Problem to solve —
Could you restate word for word every line of the records below, from the first one to the one holding "Target: wooden cabinet"?

Available records —
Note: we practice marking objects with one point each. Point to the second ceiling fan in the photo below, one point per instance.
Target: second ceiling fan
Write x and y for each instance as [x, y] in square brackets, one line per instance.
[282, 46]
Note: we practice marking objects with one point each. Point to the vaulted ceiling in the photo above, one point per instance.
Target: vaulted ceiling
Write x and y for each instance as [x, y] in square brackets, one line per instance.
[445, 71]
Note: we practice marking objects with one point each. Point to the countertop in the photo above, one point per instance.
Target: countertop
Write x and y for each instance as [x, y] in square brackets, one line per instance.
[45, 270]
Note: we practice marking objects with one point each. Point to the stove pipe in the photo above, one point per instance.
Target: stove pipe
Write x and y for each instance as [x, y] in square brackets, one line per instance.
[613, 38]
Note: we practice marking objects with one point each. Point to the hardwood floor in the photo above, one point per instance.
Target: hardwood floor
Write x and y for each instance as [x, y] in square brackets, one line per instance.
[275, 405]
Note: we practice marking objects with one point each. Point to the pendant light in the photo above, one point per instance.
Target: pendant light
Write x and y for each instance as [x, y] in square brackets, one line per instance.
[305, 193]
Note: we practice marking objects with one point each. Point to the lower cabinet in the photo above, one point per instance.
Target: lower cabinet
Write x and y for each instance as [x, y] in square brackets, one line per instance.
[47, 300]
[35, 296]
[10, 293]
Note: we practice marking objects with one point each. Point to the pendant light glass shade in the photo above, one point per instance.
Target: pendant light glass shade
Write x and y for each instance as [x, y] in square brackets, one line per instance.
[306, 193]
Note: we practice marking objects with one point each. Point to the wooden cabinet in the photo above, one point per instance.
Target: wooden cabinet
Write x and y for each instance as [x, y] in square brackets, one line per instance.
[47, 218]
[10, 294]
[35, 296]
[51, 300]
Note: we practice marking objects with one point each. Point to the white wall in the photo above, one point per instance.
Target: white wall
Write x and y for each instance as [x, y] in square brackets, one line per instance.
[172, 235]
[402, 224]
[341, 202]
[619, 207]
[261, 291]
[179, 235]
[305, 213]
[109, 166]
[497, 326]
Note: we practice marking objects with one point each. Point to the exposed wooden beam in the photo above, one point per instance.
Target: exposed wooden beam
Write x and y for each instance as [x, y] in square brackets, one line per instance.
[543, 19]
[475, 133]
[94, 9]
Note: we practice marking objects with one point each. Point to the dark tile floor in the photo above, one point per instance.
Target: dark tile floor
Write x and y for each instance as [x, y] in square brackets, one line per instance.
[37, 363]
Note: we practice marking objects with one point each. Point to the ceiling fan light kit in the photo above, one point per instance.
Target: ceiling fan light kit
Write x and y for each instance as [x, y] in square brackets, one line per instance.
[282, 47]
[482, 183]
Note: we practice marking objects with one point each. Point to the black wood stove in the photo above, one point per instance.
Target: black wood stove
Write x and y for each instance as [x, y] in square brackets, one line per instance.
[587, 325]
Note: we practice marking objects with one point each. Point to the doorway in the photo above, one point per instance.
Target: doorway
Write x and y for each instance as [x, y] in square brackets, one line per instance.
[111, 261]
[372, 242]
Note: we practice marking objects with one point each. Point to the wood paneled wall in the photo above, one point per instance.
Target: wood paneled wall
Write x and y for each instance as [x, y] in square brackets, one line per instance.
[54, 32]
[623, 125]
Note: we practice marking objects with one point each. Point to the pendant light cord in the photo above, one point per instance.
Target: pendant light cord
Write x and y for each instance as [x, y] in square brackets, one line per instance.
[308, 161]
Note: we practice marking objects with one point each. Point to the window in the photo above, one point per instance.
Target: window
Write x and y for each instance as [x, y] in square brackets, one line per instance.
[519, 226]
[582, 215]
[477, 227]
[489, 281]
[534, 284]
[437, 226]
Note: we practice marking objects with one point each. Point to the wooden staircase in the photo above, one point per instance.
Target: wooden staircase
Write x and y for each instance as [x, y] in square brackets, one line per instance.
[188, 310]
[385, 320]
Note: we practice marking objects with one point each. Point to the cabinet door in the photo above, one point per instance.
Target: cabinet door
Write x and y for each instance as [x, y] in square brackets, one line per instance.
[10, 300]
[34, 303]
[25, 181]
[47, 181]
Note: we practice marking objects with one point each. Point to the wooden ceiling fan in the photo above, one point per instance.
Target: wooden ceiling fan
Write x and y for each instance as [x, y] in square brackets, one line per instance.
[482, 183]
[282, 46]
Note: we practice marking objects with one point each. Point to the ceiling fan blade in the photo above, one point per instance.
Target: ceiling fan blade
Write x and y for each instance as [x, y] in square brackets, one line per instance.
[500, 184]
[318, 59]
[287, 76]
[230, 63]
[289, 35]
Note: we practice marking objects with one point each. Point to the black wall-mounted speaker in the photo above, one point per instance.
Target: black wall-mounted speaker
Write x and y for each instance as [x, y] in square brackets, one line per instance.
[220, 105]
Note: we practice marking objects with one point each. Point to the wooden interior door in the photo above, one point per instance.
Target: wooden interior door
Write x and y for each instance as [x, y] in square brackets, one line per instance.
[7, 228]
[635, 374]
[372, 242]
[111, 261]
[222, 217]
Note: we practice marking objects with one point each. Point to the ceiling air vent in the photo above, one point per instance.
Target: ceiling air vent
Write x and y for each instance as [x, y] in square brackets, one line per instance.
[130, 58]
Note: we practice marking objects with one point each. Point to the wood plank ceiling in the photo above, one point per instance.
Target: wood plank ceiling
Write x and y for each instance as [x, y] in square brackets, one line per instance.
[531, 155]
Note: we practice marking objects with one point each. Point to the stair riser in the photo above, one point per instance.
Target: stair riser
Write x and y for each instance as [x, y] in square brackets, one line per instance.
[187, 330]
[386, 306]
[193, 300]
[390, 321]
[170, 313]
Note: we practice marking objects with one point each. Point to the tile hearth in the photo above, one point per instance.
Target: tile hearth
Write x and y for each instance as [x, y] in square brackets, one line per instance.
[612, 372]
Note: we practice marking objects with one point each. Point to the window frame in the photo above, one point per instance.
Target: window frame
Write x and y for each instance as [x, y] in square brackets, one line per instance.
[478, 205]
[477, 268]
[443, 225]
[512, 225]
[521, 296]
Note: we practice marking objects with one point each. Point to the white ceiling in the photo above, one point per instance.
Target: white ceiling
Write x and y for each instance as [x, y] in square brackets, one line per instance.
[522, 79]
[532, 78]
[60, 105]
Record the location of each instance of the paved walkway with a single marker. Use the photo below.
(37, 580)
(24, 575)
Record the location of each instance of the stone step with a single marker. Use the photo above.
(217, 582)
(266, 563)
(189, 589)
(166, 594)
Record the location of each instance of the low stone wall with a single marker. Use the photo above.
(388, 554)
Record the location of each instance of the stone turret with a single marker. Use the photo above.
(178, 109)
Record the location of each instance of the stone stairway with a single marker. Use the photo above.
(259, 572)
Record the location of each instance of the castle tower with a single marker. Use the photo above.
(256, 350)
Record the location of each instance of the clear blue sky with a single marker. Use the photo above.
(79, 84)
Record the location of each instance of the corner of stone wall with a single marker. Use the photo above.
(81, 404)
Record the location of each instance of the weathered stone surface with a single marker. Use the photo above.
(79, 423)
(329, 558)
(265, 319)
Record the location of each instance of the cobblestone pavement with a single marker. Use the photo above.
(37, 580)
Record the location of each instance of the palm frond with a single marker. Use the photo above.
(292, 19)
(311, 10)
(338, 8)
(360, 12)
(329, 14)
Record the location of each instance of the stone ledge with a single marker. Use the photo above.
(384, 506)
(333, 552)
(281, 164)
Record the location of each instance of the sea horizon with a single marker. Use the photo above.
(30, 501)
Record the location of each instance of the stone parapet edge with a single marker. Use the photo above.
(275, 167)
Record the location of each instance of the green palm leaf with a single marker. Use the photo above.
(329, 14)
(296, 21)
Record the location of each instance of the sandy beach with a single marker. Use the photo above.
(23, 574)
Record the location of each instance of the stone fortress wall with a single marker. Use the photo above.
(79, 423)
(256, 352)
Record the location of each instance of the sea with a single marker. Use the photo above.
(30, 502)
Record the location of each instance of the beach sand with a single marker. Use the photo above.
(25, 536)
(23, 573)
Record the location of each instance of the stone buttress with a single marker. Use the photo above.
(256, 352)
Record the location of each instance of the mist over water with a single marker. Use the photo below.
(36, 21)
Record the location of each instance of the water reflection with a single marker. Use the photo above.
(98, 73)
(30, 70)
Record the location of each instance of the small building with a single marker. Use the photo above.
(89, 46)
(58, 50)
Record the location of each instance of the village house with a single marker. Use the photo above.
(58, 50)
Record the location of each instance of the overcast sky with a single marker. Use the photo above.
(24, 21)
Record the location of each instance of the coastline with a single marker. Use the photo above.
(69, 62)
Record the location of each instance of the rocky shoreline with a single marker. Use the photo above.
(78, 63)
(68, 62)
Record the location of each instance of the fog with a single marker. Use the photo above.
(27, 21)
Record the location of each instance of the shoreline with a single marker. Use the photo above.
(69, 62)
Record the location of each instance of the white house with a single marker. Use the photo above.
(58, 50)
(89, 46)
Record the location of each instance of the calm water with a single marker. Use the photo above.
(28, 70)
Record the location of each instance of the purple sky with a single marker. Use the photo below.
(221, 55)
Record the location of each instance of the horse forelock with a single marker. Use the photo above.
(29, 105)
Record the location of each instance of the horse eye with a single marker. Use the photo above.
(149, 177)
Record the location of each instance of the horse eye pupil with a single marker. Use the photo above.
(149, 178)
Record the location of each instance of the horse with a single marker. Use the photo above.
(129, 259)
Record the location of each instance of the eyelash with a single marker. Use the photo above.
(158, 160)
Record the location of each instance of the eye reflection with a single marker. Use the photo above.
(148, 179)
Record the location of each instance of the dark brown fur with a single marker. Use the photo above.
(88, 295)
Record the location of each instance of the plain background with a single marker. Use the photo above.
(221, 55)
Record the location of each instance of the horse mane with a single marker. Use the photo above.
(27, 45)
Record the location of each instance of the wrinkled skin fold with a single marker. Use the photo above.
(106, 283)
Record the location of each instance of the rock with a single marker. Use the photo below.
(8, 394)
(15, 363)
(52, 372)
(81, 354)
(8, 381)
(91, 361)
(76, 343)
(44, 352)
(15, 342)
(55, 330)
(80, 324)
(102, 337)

Output of the task —
Note: we practice marking objects with one point each. Point to the second ceiling fan in the photo below, one point per instance.
Target: second ceiling fan
Write x and y for each instance as [x, y] in square brackets, one line per instance.
[282, 46]
Note: we practice marking objects with one point each. Point to the vaulted ceiling in the photo above, one point per instance.
Target: vaulted ceiling
Write x and y for each instance as [x, y] in square brackets, one line per instance.
[445, 71]
Note: we practice marking objects with one point each. Point to the countertop in the photo above, one point per instance.
Target: countertop
Write x and y for each instance as [x, y] in square brackets, one line per instance.
[45, 270]
Note: we practice marking objects with one point each. Point to the stove pipe in the photo above, one point per instance.
Target: stove pipe
Write x and y for each instance as [x, y] in square brackets, one line per instance.
[613, 38]
Note: we practice marking objects with one point each. Point to the hardwood floor in the photo above, one point per instance.
Target: hardwood floor
Write x and y for each instance as [x, y] in square brackets, one line per instance.
[275, 405]
Note: we practice marking objects with one point each. Point to the pendant light in the photo above, one point per instance.
Target: pendant light
Write x and y for each instance as [x, y] in square brackets, one line per instance.
[305, 193]
Note: we practice marking objects with one point each. Point to the lower cabinet in the photo above, one point per instance.
Target: lower cabinet
Write x and y for each instance as [x, y] in square brackets, one line per instance.
[47, 300]
[35, 296]
[10, 293]
Note: we practice marking objects with one point each. Point to the pendant light glass shade in the photo above, one point per instance.
Target: pendant light glass shade
Write x and y for each instance as [x, y] in square brackets, one line per instance.
[306, 193]
Note: we practice marking objects with one point each. Point to the wooden cabinet in the photo above, one point per instance.
Target: wooden cabinet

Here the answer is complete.